## Directions
List each line of the records below that contains the word "wing", copying every such line in full.

## Dataset extract

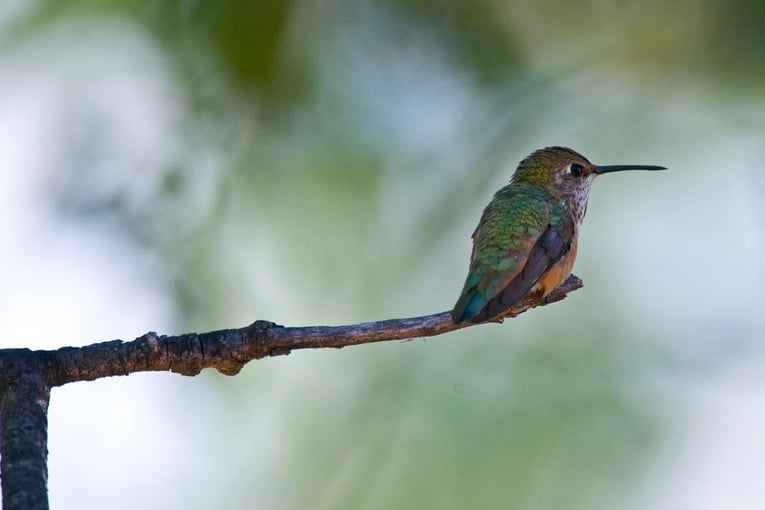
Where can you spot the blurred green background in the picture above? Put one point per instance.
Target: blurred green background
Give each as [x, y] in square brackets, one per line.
[187, 166]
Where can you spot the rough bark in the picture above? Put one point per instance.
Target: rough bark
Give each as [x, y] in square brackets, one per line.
[26, 376]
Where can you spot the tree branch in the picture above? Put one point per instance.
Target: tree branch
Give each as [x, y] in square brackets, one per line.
[24, 397]
[26, 376]
[229, 350]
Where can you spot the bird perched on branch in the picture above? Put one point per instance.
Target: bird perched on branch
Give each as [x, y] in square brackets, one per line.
[526, 240]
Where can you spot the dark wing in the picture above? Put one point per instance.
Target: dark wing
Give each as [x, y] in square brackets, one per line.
[551, 246]
[522, 233]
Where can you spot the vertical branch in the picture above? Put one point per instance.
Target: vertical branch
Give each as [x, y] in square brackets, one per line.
[24, 396]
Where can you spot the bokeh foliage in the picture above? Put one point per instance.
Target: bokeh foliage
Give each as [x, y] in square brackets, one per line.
[327, 164]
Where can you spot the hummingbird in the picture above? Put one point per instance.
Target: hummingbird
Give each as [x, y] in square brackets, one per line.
[526, 240]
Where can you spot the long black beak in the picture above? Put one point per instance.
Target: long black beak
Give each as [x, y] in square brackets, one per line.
[618, 168]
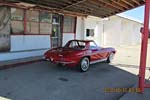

## Task answer
Where can you spot the dark wing in the picture above? Put one point per instance.
Target: dark wing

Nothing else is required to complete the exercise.